TEXT FOR ANALYSIS:
++++++++
Aubrey Thomas, a Fleet Street journalist for more than 40 years, has died aged 77.
Thomas, who retained a lifelong pride in his Cornish roots, came from Hayle, and after Penzance Grammar School his ambition was to go to sea like his father.
It was wartime and Thomas applied to join the Navy, but failed the medical. So, forced to remain on dry land, he gave journalism a go.
To begin with, he worked for free at The Cornishman but bosses rapidly discovered his value and decided to pay him – 10 shillings a week.
A reporting job at the Western Morning News in Plymouth took him a small step closer to the capital, but it was in the London office of the Bristol United Press that Thomas got his first taste of Fleet Street.
After an interlude in Sydney, Thomas returned to the Street and subbing jobs on the Daily Mail and the Daily Mirror. While at the Mirror, he was asked to take on the Rex North column when North fell ill. It was on a job for that column in Paris that Thomas met the Mirror’s long-time man there, Peter Stephens.
++++++++
Extend the obituary of Aubrey Thomas past its last sentence. The items that come next have no connection to the obituary of Aubrey Thomas.

Dataset entries
++++++++
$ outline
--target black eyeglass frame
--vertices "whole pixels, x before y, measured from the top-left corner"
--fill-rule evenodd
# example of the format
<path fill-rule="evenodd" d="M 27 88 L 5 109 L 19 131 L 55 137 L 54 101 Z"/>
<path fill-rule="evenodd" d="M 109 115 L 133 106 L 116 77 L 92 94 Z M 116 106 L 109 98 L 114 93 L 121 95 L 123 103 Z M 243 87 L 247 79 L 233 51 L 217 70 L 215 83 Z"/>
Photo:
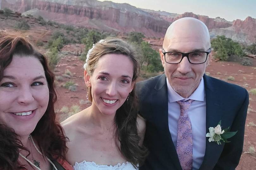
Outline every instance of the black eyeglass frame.
<path fill-rule="evenodd" d="M 195 51 L 195 52 L 191 52 L 190 53 L 181 53 L 180 52 L 177 52 L 177 51 L 168 51 L 168 52 L 164 52 L 164 49 L 163 48 L 162 48 L 162 53 L 163 53 L 163 54 L 164 54 L 164 60 L 167 63 L 168 63 L 168 64 L 179 64 L 179 63 L 180 63 L 180 62 L 181 62 L 181 61 L 182 60 L 182 59 L 183 59 L 183 58 L 184 57 L 186 57 L 187 58 L 187 60 L 188 60 L 188 62 L 189 62 L 189 63 L 191 63 L 191 64 L 203 64 L 203 63 L 204 63 L 206 62 L 206 61 L 207 60 L 207 58 L 208 57 L 208 55 L 209 54 L 210 54 L 210 53 L 211 52 L 211 50 L 212 50 L 211 48 L 209 48 L 209 49 L 208 50 L 208 51 Z M 181 59 L 180 60 L 180 62 L 179 62 L 178 63 L 168 63 L 168 62 L 167 62 L 166 61 L 166 59 L 165 58 L 165 54 L 166 54 L 166 53 L 180 53 L 181 54 L 182 54 L 182 57 L 181 57 Z M 203 62 L 202 63 L 191 63 L 190 62 L 190 61 L 189 60 L 189 57 L 188 57 L 188 55 L 190 53 L 205 53 L 206 54 L 206 59 L 205 59 L 205 60 L 204 61 L 204 62 Z"/>

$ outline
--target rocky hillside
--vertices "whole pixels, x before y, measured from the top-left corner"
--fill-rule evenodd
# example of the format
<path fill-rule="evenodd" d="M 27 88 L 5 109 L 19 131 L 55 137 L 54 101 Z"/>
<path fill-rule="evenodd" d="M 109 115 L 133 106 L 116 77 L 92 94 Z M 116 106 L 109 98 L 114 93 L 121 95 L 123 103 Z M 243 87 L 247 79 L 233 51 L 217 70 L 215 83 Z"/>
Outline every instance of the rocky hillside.
<path fill-rule="evenodd" d="M 46 19 L 100 30 L 128 32 L 140 32 L 148 37 L 163 37 L 170 24 L 190 17 L 204 22 L 211 37 L 224 35 L 234 40 L 251 43 L 256 36 L 256 20 L 248 17 L 233 22 L 220 17 L 211 18 L 192 13 L 181 14 L 137 8 L 127 3 L 96 0 L 0 0 L 2 9 L 40 15 Z"/>

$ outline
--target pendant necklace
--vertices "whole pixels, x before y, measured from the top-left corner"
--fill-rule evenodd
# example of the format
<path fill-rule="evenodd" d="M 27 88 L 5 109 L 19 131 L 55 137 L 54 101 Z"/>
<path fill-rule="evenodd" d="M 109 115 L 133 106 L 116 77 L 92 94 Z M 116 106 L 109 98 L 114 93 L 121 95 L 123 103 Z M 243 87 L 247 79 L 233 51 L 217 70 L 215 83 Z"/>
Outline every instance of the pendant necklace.
<path fill-rule="evenodd" d="M 28 136 L 28 140 L 29 140 L 29 144 L 30 145 L 31 154 L 32 155 L 32 160 L 33 160 L 33 161 L 34 162 L 34 164 L 37 167 L 40 168 L 40 162 L 35 159 L 34 158 L 34 157 L 33 156 L 33 152 L 32 151 L 32 147 L 31 146 L 31 141 L 30 141 L 30 140 L 31 140 L 31 139 L 30 135 Z"/>
<path fill-rule="evenodd" d="M 41 155 L 43 155 L 43 154 L 36 147 L 36 145 L 35 145 L 35 142 L 34 142 L 34 140 L 33 140 L 33 138 L 32 138 L 32 137 L 29 135 L 29 136 L 28 136 L 28 139 L 30 140 L 31 140 L 31 141 L 32 141 L 32 143 L 33 144 L 33 145 L 34 145 L 34 147 L 35 148 L 36 150 L 36 151 L 37 151 L 37 152 L 39 153 Z M 30 144 L 30 148 L 32 148 L 31 146 L 31 144 L 30 143 L 30 141 L 29 141 L 29 143 Z M 33 160 L 33 161 L 34 162 L 34 163 L 33 164 L 31 161 L 29 161 L 27 158 L 26 157 L 25 157 L 24 155 L 21 154 L 20 153 L 19 153 L 20 156 L 23 158 L 25 160 L 26 160 L 31 165 L 35 167 L 37 169 L 39 170 L 42 170 L 41 169 L 40 169 L 40 162 L 39 161 L 37 161 L 36 160 L 34 159 L 34 157 L 33 157 L 33 154 L 32 154 L 32 150 L 31 149 L 31 155 L 32 155 L 32 159 Z M 54 169 L 55 170 L 58 170 L 58 169 L 57 169 L 57 168 L 56 167 L 56 166 L 55 166 L 55 165 L 50 160 L 50 159 L 46 157 L 46 156 L 45 156 L 45 158 L 48 160 L 48 161 L 50 162 L 50 163 L 52 165 L 52 166 L 54 168 Z"/>

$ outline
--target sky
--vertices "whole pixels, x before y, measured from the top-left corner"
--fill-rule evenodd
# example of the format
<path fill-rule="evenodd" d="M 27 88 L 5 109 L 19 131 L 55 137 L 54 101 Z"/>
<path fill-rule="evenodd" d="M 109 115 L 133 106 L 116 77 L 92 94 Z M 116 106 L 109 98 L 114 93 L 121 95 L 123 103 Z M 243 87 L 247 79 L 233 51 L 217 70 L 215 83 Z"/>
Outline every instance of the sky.
<path fill-rule="evenodd" d="M 104 0 L 98 0 L 104 1 Z M 112 0 L 137 8 L 182 14 L 192 12 L 229 21 L 244 20 L 248 16 L 256 18 L 255 0 Z"/>

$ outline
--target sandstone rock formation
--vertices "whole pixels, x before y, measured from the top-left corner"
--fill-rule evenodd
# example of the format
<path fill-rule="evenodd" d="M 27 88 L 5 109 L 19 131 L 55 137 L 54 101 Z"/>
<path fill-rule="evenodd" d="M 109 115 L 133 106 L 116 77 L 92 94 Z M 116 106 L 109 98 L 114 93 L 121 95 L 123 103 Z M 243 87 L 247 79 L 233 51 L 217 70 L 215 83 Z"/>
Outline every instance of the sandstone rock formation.
<path fill-rule="evenodd" d="M 184 17 L 193 17 L 208 27 L 211 37 L 224 35 L 246 44 L 255 40 L 256 20 L 229 21 L 219 17 L 186 12 L 181 14 L 136 8 L 127 3 L 96 0 L 0 0 L 2 9 L 40 15 L 46 19 L 101 30 L 129 32 L 140 32 L 148 37 L 162 37 L 169 25 Z"/>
++++++++
TASK ANSWER:
Stephens had been looking for a number two and asked Hugh Cudlipp to give Thomas the job. He was summoned by the great man, who liked him enough to send him over to France for the next two years as the Mirror’s second Paris correspondent.
After his return to Holborn Circus, Thomas became chief sub of the Sunday Mirror.
Thomas was always the life and soul of the party, and like many newspapermen of his generation, knew the insides of most Fleet Street pubs. His wife, Pat, was resigned to regular drives to countryside stations in Kent on Saturday nights after he fell asleep and forgot to wake up in time to get off at Bickley in South London.
Thomas leaves a widow, Pat, to whom he was married for 54 years, and a daughter Jenny, who lives in Paris with her family.